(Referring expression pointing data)
----
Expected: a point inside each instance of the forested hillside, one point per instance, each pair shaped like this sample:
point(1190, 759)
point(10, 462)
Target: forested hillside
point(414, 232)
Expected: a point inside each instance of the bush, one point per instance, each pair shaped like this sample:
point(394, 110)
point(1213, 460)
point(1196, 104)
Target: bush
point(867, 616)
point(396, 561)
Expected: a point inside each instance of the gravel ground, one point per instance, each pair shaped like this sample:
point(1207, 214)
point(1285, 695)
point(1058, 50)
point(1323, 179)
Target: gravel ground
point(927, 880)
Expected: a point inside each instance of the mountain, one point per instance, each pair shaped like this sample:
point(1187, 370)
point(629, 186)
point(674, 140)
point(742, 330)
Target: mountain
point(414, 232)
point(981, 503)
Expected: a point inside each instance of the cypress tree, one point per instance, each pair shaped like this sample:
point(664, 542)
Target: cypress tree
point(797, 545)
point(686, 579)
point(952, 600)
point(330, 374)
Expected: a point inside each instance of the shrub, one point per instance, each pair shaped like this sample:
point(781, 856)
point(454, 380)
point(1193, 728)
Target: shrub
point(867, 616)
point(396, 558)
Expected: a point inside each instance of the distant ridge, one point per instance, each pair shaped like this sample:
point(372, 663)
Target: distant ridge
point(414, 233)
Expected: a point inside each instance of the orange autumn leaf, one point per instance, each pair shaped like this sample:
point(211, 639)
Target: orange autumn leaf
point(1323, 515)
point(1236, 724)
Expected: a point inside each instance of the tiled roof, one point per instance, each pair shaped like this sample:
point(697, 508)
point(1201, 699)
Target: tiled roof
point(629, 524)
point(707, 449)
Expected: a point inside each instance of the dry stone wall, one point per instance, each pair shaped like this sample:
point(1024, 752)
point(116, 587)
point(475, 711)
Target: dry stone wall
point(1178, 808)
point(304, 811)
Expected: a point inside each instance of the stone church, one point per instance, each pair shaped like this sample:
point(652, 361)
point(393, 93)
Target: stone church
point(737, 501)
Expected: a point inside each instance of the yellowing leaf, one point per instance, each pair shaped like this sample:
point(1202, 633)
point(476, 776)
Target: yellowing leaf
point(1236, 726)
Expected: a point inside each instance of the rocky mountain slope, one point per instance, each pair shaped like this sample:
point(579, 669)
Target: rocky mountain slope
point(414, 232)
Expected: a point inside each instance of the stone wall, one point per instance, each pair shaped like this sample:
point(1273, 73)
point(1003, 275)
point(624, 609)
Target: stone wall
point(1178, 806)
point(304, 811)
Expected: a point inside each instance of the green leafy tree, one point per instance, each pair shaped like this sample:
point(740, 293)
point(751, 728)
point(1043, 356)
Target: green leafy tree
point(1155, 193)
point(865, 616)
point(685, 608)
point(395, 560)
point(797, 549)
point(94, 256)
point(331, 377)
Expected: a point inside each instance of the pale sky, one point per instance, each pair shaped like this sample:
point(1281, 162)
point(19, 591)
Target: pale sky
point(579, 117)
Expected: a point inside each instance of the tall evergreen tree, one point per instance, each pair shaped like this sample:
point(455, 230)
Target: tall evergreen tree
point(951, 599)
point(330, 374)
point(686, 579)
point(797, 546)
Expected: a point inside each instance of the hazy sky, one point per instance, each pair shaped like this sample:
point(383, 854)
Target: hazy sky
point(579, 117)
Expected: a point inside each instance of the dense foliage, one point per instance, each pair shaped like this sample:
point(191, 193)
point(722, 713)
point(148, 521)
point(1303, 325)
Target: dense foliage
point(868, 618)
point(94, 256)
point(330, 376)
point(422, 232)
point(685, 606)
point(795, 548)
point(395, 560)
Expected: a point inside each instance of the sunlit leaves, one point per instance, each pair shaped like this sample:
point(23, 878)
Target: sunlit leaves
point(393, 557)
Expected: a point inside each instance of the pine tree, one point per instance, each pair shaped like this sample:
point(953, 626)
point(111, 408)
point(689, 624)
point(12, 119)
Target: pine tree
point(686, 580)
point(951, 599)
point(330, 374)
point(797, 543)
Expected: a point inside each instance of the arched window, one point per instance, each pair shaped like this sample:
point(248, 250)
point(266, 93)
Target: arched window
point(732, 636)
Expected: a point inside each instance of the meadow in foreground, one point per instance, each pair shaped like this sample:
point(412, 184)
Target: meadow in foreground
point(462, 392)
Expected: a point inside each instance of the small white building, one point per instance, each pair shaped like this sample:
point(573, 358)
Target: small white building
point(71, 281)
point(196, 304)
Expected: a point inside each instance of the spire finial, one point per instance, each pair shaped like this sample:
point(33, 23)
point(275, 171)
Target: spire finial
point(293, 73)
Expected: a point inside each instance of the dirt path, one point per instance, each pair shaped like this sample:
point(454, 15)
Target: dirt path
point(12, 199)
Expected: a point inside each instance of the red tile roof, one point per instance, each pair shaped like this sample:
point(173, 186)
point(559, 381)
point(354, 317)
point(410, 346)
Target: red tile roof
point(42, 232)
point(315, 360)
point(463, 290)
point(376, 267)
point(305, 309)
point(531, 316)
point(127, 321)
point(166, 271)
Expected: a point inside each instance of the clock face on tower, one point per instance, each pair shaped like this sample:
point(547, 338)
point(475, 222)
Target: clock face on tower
----
*Instructions to follow*
What lines in the data above contain the word "face"? Show them all.

*Answer to this exercise*
Expected: a point inside each instance of the clock face on tower, one point per instance, each pair shaped like this sample:
Target: clock face on tower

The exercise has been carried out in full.